• _EXTRACTED ENTRIES_
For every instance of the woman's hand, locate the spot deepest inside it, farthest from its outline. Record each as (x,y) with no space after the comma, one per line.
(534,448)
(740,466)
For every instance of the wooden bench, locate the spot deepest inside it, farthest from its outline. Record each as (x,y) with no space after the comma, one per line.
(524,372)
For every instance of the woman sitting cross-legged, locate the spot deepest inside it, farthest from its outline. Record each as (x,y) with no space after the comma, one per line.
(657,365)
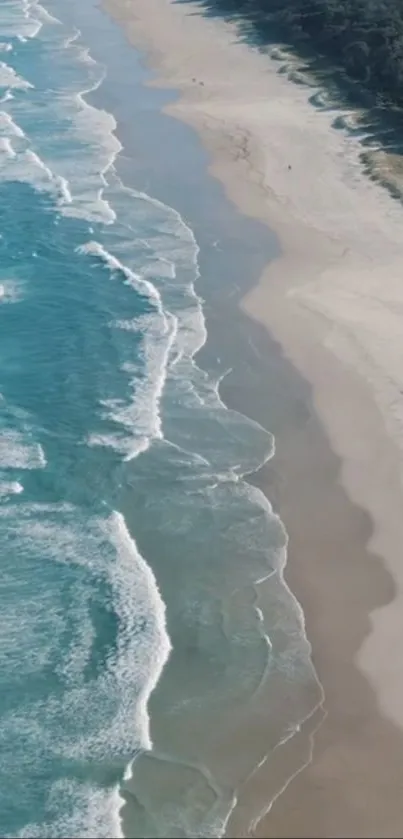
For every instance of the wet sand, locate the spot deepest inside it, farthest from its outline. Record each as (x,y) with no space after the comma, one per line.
(333,302)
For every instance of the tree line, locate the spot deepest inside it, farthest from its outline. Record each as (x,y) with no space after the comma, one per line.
(364,37)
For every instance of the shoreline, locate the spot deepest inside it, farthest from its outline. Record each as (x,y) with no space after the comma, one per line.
(308,324)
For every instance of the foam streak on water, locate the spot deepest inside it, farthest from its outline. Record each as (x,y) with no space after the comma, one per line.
(109,428)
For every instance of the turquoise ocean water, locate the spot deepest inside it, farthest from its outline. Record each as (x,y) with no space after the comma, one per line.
(127,534)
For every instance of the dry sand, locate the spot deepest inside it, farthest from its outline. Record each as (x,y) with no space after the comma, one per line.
(334,301)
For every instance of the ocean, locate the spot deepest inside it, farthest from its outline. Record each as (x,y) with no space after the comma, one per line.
(144,617)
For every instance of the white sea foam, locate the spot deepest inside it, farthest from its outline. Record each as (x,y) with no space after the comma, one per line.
(93,719)
(18,19)
(8,488)
(10,79)
(6,147)
(18,452)
(141,285)
(7,96)
(8,126)
(91,811)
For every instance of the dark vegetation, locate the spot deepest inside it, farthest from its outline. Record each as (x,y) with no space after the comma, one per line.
(363,37)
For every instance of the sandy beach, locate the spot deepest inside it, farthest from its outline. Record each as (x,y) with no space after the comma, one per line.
(333,301)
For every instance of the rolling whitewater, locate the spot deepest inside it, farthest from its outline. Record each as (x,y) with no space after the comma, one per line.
(133,552)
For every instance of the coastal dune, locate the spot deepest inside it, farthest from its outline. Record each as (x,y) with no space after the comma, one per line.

• _EXERCISE DESCRIPTION_
Give back exactly the lines beginning at the one with "For every instance of the dark" and ending at the final line of the material; both boundary lines belong in it.

• _REPLY TO THE TASK_
For every instance of the dark vegetation, locate the spot deepest inside it, farthest from its outline. Record each as (x,y) with no space after the comma, one per line.
(363,37)
For every instance of the sandy beach, locate the spot deepest inside it, farthest from its outline. Record each as (x,y) with no space after the comma, one per line.
(333,301)
For every instance of the rolling whitewater, locate the spot deepest inside it, farthest from its outline. Record each as (x,y) with no space after the comma, one per line.
(133,552)
For every instance of the coastal dune, locate the spot deepest inside it, farthest from its outline. Record each as (x,y) with no space after the comma, one per line.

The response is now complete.